- **Short problem**: Return every line of the data below unchanged, in the same order, with nothing added or omitted.

- **Material supplied**:
****
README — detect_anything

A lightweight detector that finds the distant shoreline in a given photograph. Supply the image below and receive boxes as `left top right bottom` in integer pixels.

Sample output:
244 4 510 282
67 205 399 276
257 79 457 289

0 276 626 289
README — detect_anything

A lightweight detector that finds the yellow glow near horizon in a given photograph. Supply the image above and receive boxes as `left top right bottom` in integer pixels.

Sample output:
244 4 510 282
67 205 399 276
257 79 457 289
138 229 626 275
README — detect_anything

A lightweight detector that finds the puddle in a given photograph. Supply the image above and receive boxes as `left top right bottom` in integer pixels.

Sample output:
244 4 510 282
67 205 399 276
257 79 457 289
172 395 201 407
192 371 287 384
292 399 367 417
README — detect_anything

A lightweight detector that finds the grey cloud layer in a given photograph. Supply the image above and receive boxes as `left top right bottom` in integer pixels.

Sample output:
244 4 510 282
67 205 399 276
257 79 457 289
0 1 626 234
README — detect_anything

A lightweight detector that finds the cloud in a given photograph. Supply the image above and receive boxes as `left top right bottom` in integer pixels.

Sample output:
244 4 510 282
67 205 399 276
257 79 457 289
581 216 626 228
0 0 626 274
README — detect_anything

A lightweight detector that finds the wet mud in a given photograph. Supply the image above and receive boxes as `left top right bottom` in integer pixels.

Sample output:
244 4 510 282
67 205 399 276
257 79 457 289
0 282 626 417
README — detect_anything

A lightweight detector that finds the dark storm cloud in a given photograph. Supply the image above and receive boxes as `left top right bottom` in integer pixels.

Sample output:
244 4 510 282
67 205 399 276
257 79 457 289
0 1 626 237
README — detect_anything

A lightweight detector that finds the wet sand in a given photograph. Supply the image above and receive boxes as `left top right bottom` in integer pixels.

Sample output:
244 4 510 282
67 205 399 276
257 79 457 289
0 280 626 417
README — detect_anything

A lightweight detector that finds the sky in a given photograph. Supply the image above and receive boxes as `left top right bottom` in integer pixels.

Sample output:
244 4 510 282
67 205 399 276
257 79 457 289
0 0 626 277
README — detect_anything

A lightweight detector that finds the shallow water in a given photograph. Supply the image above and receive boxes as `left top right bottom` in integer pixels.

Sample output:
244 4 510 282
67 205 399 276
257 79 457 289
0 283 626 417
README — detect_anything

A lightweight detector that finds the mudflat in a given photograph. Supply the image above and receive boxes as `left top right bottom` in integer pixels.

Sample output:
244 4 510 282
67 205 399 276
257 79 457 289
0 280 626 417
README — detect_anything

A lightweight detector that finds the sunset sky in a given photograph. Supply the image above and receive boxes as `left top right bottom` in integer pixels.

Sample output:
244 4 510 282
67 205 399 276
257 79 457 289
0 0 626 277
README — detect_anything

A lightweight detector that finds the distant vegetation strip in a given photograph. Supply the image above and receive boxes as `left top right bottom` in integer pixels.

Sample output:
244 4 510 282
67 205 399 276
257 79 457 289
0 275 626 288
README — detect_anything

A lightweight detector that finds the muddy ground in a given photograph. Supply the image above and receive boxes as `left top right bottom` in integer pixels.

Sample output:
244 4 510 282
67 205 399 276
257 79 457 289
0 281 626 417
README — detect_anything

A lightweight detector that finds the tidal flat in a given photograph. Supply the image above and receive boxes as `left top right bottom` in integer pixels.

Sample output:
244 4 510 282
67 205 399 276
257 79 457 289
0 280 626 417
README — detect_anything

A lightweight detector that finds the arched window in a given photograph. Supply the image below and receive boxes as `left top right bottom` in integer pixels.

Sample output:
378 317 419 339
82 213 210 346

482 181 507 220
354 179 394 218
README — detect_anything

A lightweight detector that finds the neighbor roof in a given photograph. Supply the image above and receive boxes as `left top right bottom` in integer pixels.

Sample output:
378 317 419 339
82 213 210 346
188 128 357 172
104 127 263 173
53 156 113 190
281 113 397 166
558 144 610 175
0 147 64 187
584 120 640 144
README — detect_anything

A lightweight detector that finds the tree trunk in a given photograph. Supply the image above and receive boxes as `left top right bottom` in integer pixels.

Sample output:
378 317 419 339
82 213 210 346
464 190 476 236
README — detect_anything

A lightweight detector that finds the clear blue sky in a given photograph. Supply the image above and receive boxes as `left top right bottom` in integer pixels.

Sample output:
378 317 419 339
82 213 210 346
****
- **Full answer**:
README — detect_anything

A lightweight detector that finds the distant shoreline in a given photograph. Supply the image below and receive boxes as `left top right bottom` in integer pixels.

Sample output:
244 4 510 282
67 205 399 276
257 79 457 289

0 276 626 289
README — detect_anything

A lightweight detector that finds the yellow glow near horizon in a given photograph. Supply the image above and receive boxes as `left top right bottom` in integer pixels.

Sample output:
244 4 510 282
67 205 399 276
257 79 457 289
138 229 626 275
README — detect_anything

A lightweight detector that finds the puddle in a given photograph. Supply the image above and receive boxes as `left top right bottom` in integer pixels.

Sample output:
244 4 510 282
67 205 399 276
257 79 457 289
172 395 201 407
192 371 287 384
292 399 367 417
README — detect_anything

A lightweight detector that finds the grey cloud layer in a given photograph. Supply the image above and receive boxes as `left top right bottom` in integer pixels.

Sample output:
244 4 510 282
67 205 399 276
257 79 457 289
0 1 626 234
README — detect_anything

A lightweight detector that finds the cloud in a given photograph. Supply the image above and receive boxes as `left top right bottom` in integer pixels.

Sample output:
244 4 510 282
67 205 399 276
257 79 457 289
581 216 626 228
0 0 626 274
README — detect_anything

A lightweight detector that finds the wet mud in a given photograph. Supply the image above and receive boxes as `left top right bottom` in integer pixels.

Sample output:
244 4 510 282
67 205 399 276
257 79 457 289
0 282 626 417
README — detect_anything

A lightweight detector that finds the dark storm cloud in a given photograph. Supply the image above and receive boxes as `left top right bottom` in integer pixels.

Sample output:
244 4 510 282
67 205 399 276
257 79 457 289
0 1 626 237
README — detect_anything

A lightweight detector that finds the wet sand in a given photograph. Supply the image above and receive boxes as `left top right bottom` in integer pixels.

Sample output:
244 4 510 282
67 205 399 276
257 79 457 289
0 280 626 417
README — detect_anything

A lightweight detector that finds the sky in a given photograph. Supply the image above and receive boxes as `left top right bottom` in integer pixels.

Sample output:
244 4 510 282
67 205 399 276
257 79 457 289
0 0 626 277
README — detect_anything

A lightweight detector that finds the shallow water in a given photograph. Supply the image above and receive boxes as `left top right bottom` in integer pixels.

Sample output:
244 4 510 282
67 205 399 276
257 79 457 289
0 283 626 417
README — detect_anything

A lightweight detector that finds the mudflat in a given photograph. Supply the image above and receive boxes as `left top right bottom` in integer pixels.

Sample output:
244 4 510 282
67 205 399 276
257 79 457 289
0 280 626 417
README — detect_anything

A lightweight detector that finds the sunset sky in a given photograph. Supply the image above and receive boxes as `left top right bottom` in integer pixels.

Sample output:
244 4 510 282
67 205 399 276
257 79 457 289
0 0 626 277
README — detect_anything

A lightweight detector that finds the distant vegetation strip in a given photograph. Supply the image above and receive boxes as `left top right bottom` in integer pixels.

Sample output:
244 4 510 282
67 205 399 276
257 79 457 289
0 275 626 288
README — detect_anything

A lightweight detector that finds the muddy ground in a given photograph. Supply the image above and receive boxes as `left top right bottom` in integer pixels.

Sample output:
244 4 510 282
67 205 399 276
257 79 457 289
0 281 626 417
README — detect_anything

A lightweight detector that finds the tidal flat in a given photograph. Supply the image above and receive boxes as `left top right bottom` in integer pixels.

Sample output:
244 4 510 282
67 205 399 276
257 79 457 289
0 280 626 417
README — detect_anything

A lightweight detector that finds the arched window in a given photograph. Supply the image below and receive boxes as `left top right bottom` in integer pixels.

Sample output:
378 317 419 339
82 213 210 346

482 181 507 220
354 179 394 218
README — detect_anything

A lightweight detector that finds the neighbor roof in a given photograph. Supply the image above and receive boxes as `left top right bottom` in integer pixels.

Sample output:
378 317 419 339
82 213 210 346
188 128 357 172
104 127 263 173
53 156 113 190
281 113 397 166
558 144 610 175
0 147 64 187
584 120 640 144
README — detect_anything

A lightweight detector that finds the tree trunk in a given photograph. Supply the image above and receive boxes as `left top right bottom` in integer pixels.

Sample output:
378 317 419 339
82 213 210 346
464 190 476 236
README — detect_anything

A lightweight detector that finds the clear blue sky in a given photograph. Supply the image above and receive boxes as `left top right bottom` in integer pixels.

Sample output:
378 317 419 339
82 213 210 346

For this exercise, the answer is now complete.